Exercise prompt
Copy out the entries exactly, from the first line to the last.
________________________________________
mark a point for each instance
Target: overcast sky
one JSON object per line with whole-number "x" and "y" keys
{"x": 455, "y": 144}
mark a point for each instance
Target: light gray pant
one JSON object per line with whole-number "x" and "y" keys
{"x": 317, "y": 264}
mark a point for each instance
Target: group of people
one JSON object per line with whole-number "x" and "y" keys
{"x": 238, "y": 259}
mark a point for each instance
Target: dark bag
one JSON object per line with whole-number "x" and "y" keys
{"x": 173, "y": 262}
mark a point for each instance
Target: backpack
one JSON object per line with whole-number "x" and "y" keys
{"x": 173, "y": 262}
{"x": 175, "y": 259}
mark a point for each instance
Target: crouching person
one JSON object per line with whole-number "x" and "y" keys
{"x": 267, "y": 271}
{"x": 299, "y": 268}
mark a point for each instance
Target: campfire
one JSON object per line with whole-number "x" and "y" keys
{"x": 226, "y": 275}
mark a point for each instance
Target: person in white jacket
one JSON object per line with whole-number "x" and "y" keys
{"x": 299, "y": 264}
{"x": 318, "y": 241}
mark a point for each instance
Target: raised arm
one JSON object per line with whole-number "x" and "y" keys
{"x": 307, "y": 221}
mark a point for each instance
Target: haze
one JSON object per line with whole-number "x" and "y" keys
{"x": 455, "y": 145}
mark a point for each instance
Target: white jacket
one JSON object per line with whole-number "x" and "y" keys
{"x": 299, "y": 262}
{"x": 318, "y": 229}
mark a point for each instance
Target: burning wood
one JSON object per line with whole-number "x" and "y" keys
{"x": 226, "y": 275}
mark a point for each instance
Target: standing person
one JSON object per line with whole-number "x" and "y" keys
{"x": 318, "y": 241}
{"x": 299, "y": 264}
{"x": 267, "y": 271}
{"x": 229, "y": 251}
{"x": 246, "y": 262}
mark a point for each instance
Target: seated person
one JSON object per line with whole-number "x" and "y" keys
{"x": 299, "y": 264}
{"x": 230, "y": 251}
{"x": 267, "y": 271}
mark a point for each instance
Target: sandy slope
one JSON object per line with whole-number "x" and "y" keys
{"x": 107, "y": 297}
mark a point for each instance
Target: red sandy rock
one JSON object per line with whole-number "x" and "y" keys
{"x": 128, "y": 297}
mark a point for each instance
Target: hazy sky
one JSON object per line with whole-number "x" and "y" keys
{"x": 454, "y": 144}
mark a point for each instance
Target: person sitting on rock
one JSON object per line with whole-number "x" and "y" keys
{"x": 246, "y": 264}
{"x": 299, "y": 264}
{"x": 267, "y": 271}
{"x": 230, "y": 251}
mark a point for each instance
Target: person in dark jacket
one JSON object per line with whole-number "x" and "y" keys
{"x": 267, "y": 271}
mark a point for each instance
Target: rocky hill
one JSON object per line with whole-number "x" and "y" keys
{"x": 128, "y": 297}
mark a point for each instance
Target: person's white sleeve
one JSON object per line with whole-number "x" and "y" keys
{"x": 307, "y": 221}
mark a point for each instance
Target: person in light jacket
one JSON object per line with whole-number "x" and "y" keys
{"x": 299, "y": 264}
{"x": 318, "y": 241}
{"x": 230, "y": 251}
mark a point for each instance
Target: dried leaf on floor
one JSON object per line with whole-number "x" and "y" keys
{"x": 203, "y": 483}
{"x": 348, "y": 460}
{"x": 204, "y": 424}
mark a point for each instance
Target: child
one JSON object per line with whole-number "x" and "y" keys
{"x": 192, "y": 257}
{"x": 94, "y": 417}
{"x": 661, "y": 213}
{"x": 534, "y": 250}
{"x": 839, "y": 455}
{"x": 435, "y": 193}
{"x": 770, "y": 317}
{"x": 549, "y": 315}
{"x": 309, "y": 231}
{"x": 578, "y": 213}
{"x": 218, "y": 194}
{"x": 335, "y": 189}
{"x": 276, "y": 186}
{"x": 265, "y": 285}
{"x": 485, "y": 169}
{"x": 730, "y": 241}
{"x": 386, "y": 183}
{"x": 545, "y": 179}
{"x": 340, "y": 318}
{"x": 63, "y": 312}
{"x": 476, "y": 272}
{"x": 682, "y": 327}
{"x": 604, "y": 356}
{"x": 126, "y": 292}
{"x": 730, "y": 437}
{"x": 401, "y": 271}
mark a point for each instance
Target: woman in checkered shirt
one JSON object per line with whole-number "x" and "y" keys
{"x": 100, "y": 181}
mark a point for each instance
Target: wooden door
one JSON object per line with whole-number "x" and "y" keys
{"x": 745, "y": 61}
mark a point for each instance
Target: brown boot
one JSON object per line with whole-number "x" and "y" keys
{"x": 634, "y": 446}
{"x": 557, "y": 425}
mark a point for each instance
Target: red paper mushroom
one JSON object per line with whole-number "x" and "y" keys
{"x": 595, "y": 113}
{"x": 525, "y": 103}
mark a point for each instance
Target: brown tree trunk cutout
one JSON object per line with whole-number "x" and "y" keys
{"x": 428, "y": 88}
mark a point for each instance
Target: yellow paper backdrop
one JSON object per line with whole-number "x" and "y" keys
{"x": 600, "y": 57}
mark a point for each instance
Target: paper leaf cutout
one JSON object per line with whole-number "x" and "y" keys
________________________________________
Result of this exercise
mark a point for each instance
Target: overcast sky
one JSON object per line with whole-number "x" and "y" keys
{"x": 455, "y": 144}
mark a point for each instance
Target: light gray pant
one JSON object per line with whole-number "x" and "y" keys
{"x": 317, "y": 264}
mark a point for each instance
Target: group of people
one JSON object per line with whole-number "x" and "y" keys
{"x": 238, "y": 259}
mark a point for each instance
Target: dark bag
one JSON object per line with whole-number "x" and "y" keys
{"x": 173, "y": 262}
mark a point for each instance
Target: backpack
one JSON object per line with whole-number "x" and "y" keys
{"x": 173, "y": 262}
{"x": 175, "y": 259}
mark a point for each instance
Target: crouching person
one JSON object per line with whole-number "x" and "y" keys
{"x": 267, "y": 271}
{"x": 299, "y": 268}
mark a point for each instance
Target: campfire
one JSON object per line with whole-number "x" and "y" keys
{"x": 226, "y": 275}
mark a point for each instance
Target: person in white jacket
one JSON object per line with whole-number "x" and "y" keys
{"x": 299, "y": 264}
{"x": 318, "y": 241}
mark a point for each instance
Target: raised arm
one JSON object per line with whole-number "x" and "y" keys
{"x": 307, "y": 221}
mark a point for each instance
Target: haze
one JSON object per line with whole-number "x" and "y" keys
{"x": 455, "y": 145}
mark a point for each instance
Target: white jacket
one JSON object per line with whole-number "x" and "y" keys
{"x": 299, "y": 262}
{"x": 318, "y": 229}
mark a point for each instance
Target: burning wood
one JSON object per line with whole-number "x" and "y" keys
{"x": 226, "y": 275}
mark a point for each instance
Target: standing person
one JSON object per line with whole-number "x" and "y" keys
{"x": 318, "y": 241}
{"x": 299, "y": 264}
{"x": 267, "y": 271}
{"x": 229, "y": 251}
{"x": 246, "y": 262}
mark a point for each instance
Target: seated person
one JSON object per line with whole-number "x" and "y" keys
{"x": 299, "y": 264}
{"x": 230, "y": 251}
{"x": 267, "y": 271}
mark a point for each instance
Target: sandy slope
one JSON object per line with whole-number "x" and "y" keys
{"x": 107, "y": 297}
mark a point for each instance
Target: red sandy rock
one JSON object per line with whole-number "x" and "y" keys
{"x": 128, "y": 297}
mark a point for each instance
Target: hazy sky
one JSON object per line with whole-number "x" and "y" keys
{"x": 454, "y": 144}
mark a point for each instance
Target: person sitting on rock
one JSON object per line with whole-number "x" and "y" keys
{"x": 246, "y": 264}
{"x": 299, "y": 264}
{"x": 267, "y": 271}
{"x": 230, "y": 251}
mark a point for each instance
Target: person in dark jacket
one JSON object per line with whole-number "x" and "y" keys
{"x": 267, "y": 271}
mark a point for each instance
Target: rocky hill
one JSON object per line with whole-number "x" and "y" keys
{"x": 128, "y": 297}
mark a point for each instance
Target: person's white sleeve
one JSON object per line with whole-number "x" and "y" keys
{"x": 307, "y": 221}
mark a point for each instance
Target: person in light jacket
one JSON object per line with whole-number "x" and "y" keys
{"x": 299, "y": 264}
{"x": 318, "y": 241}
{"x": 230, "y": 251}
mark a point for each instance
Target: dried leaf on floor
one JSON object per line with whole-number "x" and "y" keys
{"x": 203, "y": 483}
{"x": 348, "y": 460}
{"x": 204, "y": 424}
mark a point for each instance
Target: child
one JSON object per line with whole-number "x" and "y" keys
{"x": 192, "y": 257}
{"x": 94, "y": 417}
{"x": 661, "y": 213}
{"x": 534, "y": 250}
{"x": 839, "y": 455}
{"x": 435, "y": 193}
{"x": 770, "y": 317}
{"x": 549, "y": 315}
{"x": 309, "y": 231}
{"x": 578, "y": 213}
{"x": 218, "y": 194}
{"x": 335, "y": 189}
{"x": 276, "y": 186}
{"x": 265, "y": 285}
{"x": 485, "y": 169}
{"x": 730, "y": 241}
{"x": 386, "y": 183}
{"x": 545, "y": 179}
{"x": 340, "y": 318}
{"x": 63, "y": 312}
{"x": 476, "y": 272}
{"x": 682, "y": 327}
{"x": 604, "y": 356}
{"x": 126, "y": 292}
{"x": 730, "y": 437}
{"x": 401, "y": 271}
mark a point for each instance
Target: woman in checkered shirt
one JSON object per line with whole-number "x" and "y" keys
{"x": 100, "y": 181}
mark a point for each instance
Target: wooden door
one JSON object per line with whole-number "x" and "y" keys
{"x": 745, "y": 61}
mark a point for each instance
Target: brown boot
one JSON object per line with whole-number "x" and "y" keys
{"x": 634, "y": 446}
{"x": 557, "y": 425}
mark a point for each instance
Target: red paper mushroom
one JSON object per line with whole-number "x" and "y" keys
{"x": 595, "y": 113}
{"x": 525, "y": 103}
mark a point for each instance
Target: brown tree trunk cutout
one JSON object per line with whole-number "x" and "y" keys
{"x": 428, "y": 88}
mark a point for each instance
Target: yellow paper backdrop
one JSON object per line with whole-number "x" and "y" keys
{"x": 600, "y": 57}
mark a point for each instance
Target: paper leaf cutout
one JSON object per line with whole-number "x" and "y" keys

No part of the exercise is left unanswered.